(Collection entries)
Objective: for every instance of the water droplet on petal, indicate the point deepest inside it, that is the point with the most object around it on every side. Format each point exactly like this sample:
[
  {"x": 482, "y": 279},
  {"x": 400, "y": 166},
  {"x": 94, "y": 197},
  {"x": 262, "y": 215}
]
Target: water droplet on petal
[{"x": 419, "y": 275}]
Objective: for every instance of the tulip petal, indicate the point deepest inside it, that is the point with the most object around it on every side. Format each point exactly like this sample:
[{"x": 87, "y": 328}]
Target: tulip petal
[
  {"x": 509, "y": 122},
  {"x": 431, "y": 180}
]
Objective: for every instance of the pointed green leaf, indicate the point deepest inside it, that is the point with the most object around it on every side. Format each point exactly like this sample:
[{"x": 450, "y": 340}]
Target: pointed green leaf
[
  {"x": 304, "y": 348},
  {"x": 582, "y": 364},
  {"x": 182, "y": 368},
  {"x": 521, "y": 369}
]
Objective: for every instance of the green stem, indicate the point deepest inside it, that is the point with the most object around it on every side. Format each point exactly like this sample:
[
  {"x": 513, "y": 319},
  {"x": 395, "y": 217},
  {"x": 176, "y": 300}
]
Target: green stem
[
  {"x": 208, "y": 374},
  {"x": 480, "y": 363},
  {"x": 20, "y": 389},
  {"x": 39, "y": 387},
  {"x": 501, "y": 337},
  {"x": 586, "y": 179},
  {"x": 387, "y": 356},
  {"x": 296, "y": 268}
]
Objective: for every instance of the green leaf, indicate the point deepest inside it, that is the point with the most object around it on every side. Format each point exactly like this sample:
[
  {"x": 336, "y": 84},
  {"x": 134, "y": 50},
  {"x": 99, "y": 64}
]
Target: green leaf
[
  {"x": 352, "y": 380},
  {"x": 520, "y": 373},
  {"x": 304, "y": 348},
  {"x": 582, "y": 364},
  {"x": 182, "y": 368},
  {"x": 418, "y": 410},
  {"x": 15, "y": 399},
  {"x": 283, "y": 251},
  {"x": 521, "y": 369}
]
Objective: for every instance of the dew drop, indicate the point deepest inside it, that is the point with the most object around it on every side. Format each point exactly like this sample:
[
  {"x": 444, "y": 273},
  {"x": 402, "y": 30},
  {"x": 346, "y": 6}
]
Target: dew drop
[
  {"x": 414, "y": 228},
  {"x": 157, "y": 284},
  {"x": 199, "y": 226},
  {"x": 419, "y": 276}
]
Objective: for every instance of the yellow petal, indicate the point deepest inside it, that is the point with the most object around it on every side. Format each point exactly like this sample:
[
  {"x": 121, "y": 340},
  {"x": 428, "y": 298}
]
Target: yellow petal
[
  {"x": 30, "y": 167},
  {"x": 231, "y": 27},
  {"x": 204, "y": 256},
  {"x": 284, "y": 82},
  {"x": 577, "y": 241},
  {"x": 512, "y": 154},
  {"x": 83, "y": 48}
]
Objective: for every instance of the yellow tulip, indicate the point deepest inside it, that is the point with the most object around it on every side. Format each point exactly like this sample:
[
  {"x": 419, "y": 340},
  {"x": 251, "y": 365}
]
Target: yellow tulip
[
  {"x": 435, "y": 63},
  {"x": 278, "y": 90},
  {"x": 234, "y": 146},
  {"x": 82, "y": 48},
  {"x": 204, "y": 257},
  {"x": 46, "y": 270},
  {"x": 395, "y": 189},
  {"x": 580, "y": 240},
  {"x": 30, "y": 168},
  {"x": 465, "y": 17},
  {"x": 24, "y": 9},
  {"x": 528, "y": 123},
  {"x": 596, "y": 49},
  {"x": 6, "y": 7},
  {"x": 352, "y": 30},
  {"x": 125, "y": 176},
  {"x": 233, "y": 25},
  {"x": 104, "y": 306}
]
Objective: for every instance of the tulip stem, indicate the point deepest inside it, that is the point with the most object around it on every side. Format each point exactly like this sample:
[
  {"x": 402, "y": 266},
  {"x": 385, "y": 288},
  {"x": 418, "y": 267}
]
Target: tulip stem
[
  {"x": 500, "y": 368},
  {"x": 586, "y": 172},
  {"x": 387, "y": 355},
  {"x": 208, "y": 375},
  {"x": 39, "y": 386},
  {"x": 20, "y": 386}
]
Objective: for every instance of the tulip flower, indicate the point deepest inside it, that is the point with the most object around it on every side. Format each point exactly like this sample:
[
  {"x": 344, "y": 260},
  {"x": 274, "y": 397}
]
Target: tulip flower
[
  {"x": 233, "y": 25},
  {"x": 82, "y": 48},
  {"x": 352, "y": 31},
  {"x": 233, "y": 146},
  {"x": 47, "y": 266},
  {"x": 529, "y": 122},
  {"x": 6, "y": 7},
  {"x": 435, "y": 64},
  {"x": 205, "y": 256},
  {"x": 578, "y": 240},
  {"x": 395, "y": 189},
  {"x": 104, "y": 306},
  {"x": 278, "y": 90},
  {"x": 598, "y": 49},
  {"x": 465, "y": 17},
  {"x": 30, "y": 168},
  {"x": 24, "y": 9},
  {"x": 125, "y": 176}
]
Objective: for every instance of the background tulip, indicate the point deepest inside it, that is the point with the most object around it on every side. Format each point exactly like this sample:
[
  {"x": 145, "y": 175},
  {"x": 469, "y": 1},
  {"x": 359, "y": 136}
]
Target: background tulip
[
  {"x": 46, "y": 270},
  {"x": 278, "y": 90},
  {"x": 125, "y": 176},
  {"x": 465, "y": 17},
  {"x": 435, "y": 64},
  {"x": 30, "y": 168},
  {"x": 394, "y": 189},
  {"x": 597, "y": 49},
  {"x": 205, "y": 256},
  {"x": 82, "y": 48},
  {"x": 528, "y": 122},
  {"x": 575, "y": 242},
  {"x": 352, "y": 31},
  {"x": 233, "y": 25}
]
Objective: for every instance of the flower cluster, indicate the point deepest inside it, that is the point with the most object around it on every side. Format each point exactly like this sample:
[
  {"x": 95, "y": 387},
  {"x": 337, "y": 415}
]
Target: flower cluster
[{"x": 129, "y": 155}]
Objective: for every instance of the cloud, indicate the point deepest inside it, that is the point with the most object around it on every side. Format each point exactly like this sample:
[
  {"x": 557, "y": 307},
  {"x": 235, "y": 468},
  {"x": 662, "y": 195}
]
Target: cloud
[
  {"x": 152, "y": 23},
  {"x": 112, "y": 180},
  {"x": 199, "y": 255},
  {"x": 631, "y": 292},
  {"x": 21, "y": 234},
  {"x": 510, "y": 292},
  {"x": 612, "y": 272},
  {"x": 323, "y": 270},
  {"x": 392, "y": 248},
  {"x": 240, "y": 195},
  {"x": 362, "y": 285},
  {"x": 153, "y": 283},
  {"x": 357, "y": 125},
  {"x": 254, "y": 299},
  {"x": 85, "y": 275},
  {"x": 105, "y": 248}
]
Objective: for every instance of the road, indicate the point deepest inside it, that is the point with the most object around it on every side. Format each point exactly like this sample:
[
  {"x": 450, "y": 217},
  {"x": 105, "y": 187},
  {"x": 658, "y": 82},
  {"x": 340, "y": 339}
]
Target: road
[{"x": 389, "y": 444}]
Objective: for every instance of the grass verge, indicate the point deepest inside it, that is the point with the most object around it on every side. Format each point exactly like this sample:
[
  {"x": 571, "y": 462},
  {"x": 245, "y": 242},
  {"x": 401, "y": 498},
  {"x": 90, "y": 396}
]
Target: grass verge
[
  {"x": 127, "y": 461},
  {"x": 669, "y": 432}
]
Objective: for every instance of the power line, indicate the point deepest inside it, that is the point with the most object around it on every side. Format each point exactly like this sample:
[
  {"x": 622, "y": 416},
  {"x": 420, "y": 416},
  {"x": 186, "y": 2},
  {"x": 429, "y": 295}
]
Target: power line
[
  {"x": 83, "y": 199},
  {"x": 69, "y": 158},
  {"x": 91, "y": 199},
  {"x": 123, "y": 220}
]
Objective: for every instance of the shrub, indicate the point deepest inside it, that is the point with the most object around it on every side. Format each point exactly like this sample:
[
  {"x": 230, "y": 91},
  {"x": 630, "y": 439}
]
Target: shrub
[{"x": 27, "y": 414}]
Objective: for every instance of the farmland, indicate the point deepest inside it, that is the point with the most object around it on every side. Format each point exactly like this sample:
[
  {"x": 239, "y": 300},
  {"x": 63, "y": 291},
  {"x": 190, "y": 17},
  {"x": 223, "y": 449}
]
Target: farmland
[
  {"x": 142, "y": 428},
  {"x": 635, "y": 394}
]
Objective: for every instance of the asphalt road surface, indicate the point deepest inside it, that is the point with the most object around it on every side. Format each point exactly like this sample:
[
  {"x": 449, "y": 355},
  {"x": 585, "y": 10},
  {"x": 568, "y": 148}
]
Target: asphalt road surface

YOUR INSTRUCTIONS
Change "shrub" to "hedge" in the lines from the one containing "Objective: for every instance of the power" through the end of the items. Write out only those lines, leaving everything else in them unchanged.

COMPLETE OUTPUT
Objective: for every instance of the power line, indicate the point deepest inside it, that is the point with the most object around it on every side. Format each point exactly like this sample:
[
  {"x": 622, "y": 416},
  {"x": 420, "y": 416},
  {"x": 186, "y": 2},
  {"x": 429, "y": 295}
]
Target: power line
[
  {"x": 83, "y": 199},
  {"x": 69, "y": 158},
  {"x": 91, "y": 199},
  {"x": 123, "y": 220}
]
Objective: for every instance of the hedge, indicate the point deepest inside it, that is the point with the most object around it on every side. Format each point exactly like this sample:
[
  {"x": 230, "y": 91},
  {"x": 630, "y": 439}
]
Target: hedge
[{"x": 27, "y": 414}]
Objective: for every instance of the farmland, indicate the point deepest inside it, that is the point with the most object around it on every side. Format each point exactly like this sample:
[
  {"x": 239, "y": 300},
  {"x": 63, "y": 291},
  {"x": 190, "y": 17},
  {"x": 223, "y": 449}
]
Target: farmland
[
  {"x": 142, "y": 428},
  {"x": 635, "y": 394}
]
Objective: for every instance of the asphalt road surface, indicate the point deepest inside it, that is the point with the most object around it on every side. Format each point exactly like this sample:
[
  {"x": 449, "y": 355},
  {"x": 585, "y": 10},
  {"x": 568, "y": 148}
]
Target: asphalt road surface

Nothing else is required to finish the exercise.